::: Data to use :::

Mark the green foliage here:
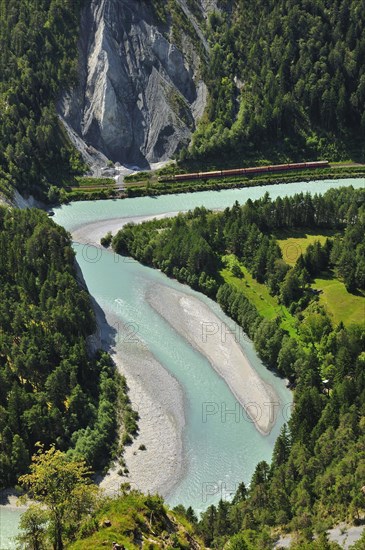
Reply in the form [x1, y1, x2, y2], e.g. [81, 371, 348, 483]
[69, 490, 202, 550]
[113, 188, 365, 548]
[0, 0, 84, 199]
[0, 208, 121, 487]
[19, 446, 99, 550]
[185, 0, 365, 164]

:::

Transcribe the item above verbatim, leaving its picture out of your copy.

◆ Result below
Mark the green foliage here:
Reply in the form [x1, y1, x2, y2], e.g. [81, 371, 348, 483]
[69, 490, 202, 550]
[113, 188, 365, 548]
[0, 0, 84, 199]
[0, 208, 121, 487]
[19, 446, 99, 550]
[185, 0, 365, 164]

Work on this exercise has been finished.